### Task description:
Collect every line in the records below that contains the word "rocky", and copy each such line in full. Only exact case matches count.

### Material for this task:
============
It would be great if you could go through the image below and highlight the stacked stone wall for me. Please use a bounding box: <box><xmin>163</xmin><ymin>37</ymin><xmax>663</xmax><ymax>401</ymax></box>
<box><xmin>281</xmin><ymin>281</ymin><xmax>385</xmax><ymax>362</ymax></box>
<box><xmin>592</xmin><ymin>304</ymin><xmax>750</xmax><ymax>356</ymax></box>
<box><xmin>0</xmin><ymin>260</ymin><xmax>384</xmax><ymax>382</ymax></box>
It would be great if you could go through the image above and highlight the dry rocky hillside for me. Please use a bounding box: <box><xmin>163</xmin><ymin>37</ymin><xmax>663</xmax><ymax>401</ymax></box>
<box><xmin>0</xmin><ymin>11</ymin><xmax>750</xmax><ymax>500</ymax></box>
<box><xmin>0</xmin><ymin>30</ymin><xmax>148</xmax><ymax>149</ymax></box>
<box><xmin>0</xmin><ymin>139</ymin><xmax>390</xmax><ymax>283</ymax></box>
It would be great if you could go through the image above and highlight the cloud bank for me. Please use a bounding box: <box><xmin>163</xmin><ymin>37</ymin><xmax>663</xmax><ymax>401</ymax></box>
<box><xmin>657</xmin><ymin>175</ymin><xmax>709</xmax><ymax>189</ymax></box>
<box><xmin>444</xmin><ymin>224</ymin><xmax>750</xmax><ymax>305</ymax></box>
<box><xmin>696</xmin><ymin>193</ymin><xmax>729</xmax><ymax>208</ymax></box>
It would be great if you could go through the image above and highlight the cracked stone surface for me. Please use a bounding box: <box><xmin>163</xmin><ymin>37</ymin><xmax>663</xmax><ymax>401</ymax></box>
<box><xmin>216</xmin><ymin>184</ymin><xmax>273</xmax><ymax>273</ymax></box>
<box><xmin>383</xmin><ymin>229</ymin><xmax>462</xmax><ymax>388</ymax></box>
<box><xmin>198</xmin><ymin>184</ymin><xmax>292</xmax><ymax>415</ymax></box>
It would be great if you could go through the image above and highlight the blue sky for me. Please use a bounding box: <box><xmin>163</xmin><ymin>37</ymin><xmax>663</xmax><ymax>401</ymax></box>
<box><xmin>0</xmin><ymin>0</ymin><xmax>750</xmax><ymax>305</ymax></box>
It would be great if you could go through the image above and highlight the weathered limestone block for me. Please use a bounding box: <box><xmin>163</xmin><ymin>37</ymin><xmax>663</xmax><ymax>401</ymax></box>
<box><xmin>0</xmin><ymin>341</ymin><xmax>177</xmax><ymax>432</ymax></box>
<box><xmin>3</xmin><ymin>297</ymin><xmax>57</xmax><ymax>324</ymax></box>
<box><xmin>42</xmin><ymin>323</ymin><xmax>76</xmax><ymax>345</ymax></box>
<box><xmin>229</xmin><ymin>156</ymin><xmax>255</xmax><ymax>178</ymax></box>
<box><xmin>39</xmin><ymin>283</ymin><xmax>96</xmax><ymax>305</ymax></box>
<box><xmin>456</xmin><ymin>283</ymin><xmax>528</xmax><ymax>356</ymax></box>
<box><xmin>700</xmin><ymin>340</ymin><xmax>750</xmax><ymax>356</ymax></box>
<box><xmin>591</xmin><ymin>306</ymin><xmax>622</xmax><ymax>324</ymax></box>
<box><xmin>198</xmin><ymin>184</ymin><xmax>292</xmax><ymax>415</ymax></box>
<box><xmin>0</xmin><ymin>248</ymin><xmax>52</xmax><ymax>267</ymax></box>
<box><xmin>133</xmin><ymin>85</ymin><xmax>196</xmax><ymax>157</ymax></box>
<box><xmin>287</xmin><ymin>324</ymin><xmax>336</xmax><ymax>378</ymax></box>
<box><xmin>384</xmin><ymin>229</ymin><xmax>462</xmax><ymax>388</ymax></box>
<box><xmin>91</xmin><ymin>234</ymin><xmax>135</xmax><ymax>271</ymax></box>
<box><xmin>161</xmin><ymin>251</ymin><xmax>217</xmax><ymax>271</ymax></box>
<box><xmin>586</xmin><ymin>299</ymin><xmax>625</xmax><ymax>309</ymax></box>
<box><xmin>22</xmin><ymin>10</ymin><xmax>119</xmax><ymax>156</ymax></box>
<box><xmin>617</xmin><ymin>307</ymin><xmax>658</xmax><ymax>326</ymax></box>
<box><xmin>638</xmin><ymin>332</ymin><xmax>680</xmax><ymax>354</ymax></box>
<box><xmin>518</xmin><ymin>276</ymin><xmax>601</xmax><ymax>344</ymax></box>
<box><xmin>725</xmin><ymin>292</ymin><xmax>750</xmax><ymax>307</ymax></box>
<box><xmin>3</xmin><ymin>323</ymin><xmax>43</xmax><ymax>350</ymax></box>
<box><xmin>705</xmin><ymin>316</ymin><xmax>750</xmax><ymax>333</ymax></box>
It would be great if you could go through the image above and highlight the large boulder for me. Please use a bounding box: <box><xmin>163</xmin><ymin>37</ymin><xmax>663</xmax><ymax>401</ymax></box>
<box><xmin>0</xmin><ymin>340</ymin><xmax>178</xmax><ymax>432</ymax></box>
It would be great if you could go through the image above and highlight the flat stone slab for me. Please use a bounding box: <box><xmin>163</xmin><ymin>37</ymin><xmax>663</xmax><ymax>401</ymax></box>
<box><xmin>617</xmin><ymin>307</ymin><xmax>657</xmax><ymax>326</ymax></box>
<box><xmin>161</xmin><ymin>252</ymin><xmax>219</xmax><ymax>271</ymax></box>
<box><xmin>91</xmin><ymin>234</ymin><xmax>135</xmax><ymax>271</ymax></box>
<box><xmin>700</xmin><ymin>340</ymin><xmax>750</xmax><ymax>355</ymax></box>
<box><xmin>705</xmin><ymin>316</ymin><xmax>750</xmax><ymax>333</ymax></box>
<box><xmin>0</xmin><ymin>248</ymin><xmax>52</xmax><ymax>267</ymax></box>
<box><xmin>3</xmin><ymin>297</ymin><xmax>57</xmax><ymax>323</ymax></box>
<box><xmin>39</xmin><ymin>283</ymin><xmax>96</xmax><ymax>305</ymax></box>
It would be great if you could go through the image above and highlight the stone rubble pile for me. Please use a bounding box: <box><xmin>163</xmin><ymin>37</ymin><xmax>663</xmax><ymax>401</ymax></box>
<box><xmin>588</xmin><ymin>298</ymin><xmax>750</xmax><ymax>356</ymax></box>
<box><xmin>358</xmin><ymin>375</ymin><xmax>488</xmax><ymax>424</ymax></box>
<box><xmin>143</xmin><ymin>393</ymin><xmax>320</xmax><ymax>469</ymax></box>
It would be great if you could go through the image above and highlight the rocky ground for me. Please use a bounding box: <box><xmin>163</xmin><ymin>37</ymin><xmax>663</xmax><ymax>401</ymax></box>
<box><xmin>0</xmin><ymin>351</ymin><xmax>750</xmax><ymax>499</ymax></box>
============
### Written solution:
It would be great if you could go through the image above and highlight the dry rocky hillside for me. Please use a bounding box: <box><xmin>163</xmin><ymin>37</ymin><xmax>663</xmax><ymax>401</ymax></box>
It would be great if you could go through the image above and highlight the rocky ground for me. Please use a bounding box: <box><xmin>163</xmin><ymin>37</ymin><xmax>663</xmax><ymax>401</ymax></box>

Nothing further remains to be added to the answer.